ARAHAN TUGAS>
Tolong lanjutkan teks tentang hilirisasi industri pertambangan di bawah ini, mulai setelah kalimat terakhirnya.

KUTIPAN TEKS>
::::
Dia menambahkan, pemerintah pun terus memantau dan mendorong perkembangan smelter tersebut. Di samping itu, Irwandy juga menekankan pentingnya pengembangan industri hilirisasi yang ramah lingkungan. Beberapa smelter nikel telah beralih dari sumber energi konvensional ke energi terbarukan, seperti PLTU ke EBT.

Namun, proses hilirisasi tidak boleh berhenti hanya pada satu tahap. Diperlukan ekosistem yang lengkap, seperti dalam kasus hilirisasi nikel menuju produksi baterai. Untuk mendukung hilirisasi, pemerintah telah mengeluarkan kebijakan dan regulasi yang mendukung, seperti perpanjangan izin tambang dan insentif fiskal bagi pelaku hilirisasi.

Di sisi lain, Direktur Eksekutif Energy Watch Indonesia (EWI), Daymas Arangga, menekankan perlunya kajian lebih lanjut untuk memastikan bahwa mineral lain juga dapat diserap dengan baik dalam proses hilirisasi.

“Setiap mineral memiliki karakteristik yang berbeda, dan penyesuaian harus dilakukan dalam hal pasokan dan permintaan pasar yang sesuai dengan prinsip-prinsip lingkungan, sosial, dan tata kelola (environment, social, and governance /ESG),” ucap dia.

Menurutnya, Indonesia dapat dianggap sebagai ‘success story’ dalam hal hilirisasi industri pertambangan. Dalam pengamatannya, negara lain seperti Kongo dalam kasus kobalt belum berhasil menjalankan strategi ini. Namun, Daymas juga mengingatkan bahwa proses hilirisasi ini sebenarnya terlambat dilakukan. Selama puluhan tahun, Indonesia telah mengekspor mineral mentah tanpa memberikan peningkatan nilai tambah yang signifikan.
::::
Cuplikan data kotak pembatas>

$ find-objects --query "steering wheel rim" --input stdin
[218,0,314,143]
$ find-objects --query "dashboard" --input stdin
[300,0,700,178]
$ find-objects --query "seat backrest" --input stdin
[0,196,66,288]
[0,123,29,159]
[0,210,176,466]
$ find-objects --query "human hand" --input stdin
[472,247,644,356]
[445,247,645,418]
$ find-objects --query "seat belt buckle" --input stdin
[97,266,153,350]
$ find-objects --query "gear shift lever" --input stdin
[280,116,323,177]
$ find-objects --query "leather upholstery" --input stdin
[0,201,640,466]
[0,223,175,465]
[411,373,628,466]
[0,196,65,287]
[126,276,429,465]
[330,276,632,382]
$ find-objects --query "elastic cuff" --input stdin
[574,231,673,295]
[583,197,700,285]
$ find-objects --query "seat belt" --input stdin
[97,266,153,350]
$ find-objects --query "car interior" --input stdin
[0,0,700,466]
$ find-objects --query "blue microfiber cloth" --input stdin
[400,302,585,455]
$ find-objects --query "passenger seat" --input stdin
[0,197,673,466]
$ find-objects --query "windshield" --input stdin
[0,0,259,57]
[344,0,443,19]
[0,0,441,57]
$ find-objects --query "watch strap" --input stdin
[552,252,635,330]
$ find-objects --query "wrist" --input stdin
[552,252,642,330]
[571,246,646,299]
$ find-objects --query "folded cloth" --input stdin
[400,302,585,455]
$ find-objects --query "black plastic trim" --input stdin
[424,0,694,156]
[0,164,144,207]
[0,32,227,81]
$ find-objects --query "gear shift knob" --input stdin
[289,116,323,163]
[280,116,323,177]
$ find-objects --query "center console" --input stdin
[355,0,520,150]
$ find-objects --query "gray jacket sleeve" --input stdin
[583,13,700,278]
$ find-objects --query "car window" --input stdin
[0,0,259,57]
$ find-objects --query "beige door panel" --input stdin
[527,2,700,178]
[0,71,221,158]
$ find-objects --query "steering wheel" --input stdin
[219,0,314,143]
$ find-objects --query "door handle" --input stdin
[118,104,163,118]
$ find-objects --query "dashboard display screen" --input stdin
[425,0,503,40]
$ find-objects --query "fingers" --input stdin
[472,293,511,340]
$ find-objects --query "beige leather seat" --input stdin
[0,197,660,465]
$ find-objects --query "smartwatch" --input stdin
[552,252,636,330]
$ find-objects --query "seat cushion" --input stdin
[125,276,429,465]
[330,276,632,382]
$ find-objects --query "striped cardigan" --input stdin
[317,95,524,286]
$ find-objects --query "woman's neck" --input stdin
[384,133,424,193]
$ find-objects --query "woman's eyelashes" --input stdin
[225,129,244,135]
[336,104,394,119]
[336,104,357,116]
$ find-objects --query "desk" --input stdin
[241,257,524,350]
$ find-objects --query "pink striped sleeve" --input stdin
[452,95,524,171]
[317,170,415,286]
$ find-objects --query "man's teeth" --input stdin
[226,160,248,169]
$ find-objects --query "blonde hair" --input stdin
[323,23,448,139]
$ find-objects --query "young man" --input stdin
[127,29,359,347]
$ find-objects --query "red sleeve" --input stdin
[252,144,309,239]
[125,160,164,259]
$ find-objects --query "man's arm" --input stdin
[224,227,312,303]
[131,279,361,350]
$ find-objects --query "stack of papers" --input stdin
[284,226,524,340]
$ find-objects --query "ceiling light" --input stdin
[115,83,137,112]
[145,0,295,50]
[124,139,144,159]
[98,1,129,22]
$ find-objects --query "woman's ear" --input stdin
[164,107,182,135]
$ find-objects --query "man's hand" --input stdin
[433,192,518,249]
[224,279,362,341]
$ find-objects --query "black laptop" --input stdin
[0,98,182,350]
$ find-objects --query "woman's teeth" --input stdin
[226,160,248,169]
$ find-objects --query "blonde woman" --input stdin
::::
HASIL LATIHAN>
“Dalam jangka panjang, hal ini dapat mengakibatkan kerugian yang lebih besar. Oleh karena itu, penting bagi pemerintah dan pengusaha untuk bekerja sama dalam mengintegrasikan langkah-langkah hilirisasi dan menciptakan pasar yang mendukung nilai tambah,” imbuhnya.

Dia juga menyoroti pentingnya transisi energi dalam hilirisasi industri pertambangan. Pemerintah perlu menyediakan energi bersih dengan melibatkan tidak hanya PLN, tetapi juga melibatkan investasi di bidang energi terbarukan untuk mendukung pembangunan smelter.

“Dalam proses hilirisasi, penting untuk meminimalisir dampak lingkungan yang ditimbulkan oleh kegiatan pertambangan,” tandasnya.

Sementara itu, Kalimantan Selatan (Kalsel) saat ini sedang konsen dengan program hilirisasi industri pertambangan di Kawasan Ekonomi Khusus (KEK) Kabupaten Tanah Bumbu. Saat ini sedang berlangsung pembangunan smelter PT Anugerah Barokah Cakrawala (ABC) Jhonlin Group yang bekerjasama dengan PT CNGR asal China, sejak 2022 lalu.

Gubernur Kalsel Sahbirin Noor menerangkan pembangunan smelter mendukung program hilirisasi industri yang menjadi prioritas pembangunan Kalsel serta terwujudnya kawasan industri yang akan mendukung pembangunan daerah.

Dia menekankan, industri di dalam negeri berkembang dengan sangat cepat, hilirisasi mineral sudah menjadi keharusan demi terwujudnya percepatan pembangunan. Hilirisasi ini perlu segera dilaksanakan mengingat nilai tambah yang akan diberikan khususnya bagi perekonomian akan bertambah.

“Pembangunan smelter nikel ini merupakan implementasi dari Undang-Undang Nomor 4 tahun 2009 serta bentuk partisipasi pelaksanaan Permen no 7 tahun 2012, yang menegaskan bahwa mulai tahun 2014 ekspor bahan mentah tidak boleh lagi dilakukan. Hal ini kemudian harus disikapi dengan pembangunan industri pengolahan yang tentunya akan membuka peluang ekonomi bagi daerah,” jelasnya.

Dia menekankan, kawasan Industri di Kabupaten Tanah Bumbu ini hendaknya dapat menjadi kawasan industri yang terpadu. Yakni segalanya sesuatunya tetap memperhatikan kelestarian lingkungan, serta partisipasi masyarakat lokal dengan melakukan pemberdayaan potensi SDM yang ada di daerah.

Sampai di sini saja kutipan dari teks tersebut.